→ **RECORDS FOR THIS EXERCISE**
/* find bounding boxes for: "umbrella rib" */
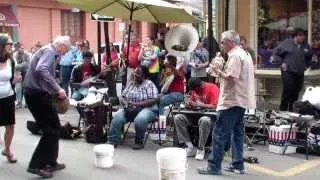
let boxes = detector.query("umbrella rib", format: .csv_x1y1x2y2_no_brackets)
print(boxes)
94,0,123,13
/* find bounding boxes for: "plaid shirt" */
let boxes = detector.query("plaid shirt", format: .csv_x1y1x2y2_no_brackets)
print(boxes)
122,80,158,102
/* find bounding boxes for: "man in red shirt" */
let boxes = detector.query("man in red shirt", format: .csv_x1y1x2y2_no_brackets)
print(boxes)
121,33,141,82
70,51,100,101
174,78,219,160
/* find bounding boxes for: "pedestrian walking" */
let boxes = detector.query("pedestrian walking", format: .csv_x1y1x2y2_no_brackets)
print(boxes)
0,33,21,163
273,29,312,111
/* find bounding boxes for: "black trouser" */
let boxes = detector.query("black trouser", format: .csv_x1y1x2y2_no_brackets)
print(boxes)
280,71,304,111
25,90,61,169
149,73,161,92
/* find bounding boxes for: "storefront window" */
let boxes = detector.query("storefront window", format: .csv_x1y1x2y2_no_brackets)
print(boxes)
258,0,308,68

→ **TASK GOAL**
Revise all the entries above so that "detector" reads "locator" everywhere, with nothing else changed. Leave out the pictures.

→ **WRITTEN RESPONSE**
/* find bounding boxes for: "umbrella rib" */
let boxes = locator.query("umbrella rib", format: .csv_x1y1x2y2_no_brackets)
print(boxes)
94,0,123,13
/* find bounding boxes for: "plaid shirt" */
let boxes = locator.query("plaid shirt", format: .csv_x1y1x2y2_no_brackets)
print(boxes)
122,80,158,102
/* find bounding boxes for: "man in red shirt" */
let boxes = locator.query("man in red shirt", format: .csv_x1y1x2y2_no_brackets)
print(boxes)
121,33,141,82
70,51,100,101
174,78,219,160
/* find bounding boxes for: "pedestrian walking" */
let boxes = locator.query("pedestrian walking", format: .csv_x1y1x2y2_no_brackets)
print(boxes)
0,33,21,163
273,29,312,111
/* find bounding boxes for: "black trouser" */
let boxes = locator.query("black trouser", format: .csv_x1y1x2y2_no_brackets)
print(boxes)
280,71,304,111
25,90,61,169
149,73,161,92
/* find bounding boxes for: "storefront window" */
let boxes = locator.query("storefront window", format: .csv_x1y1x2y2_no_brackets)
print(boxes)
258,0,308,68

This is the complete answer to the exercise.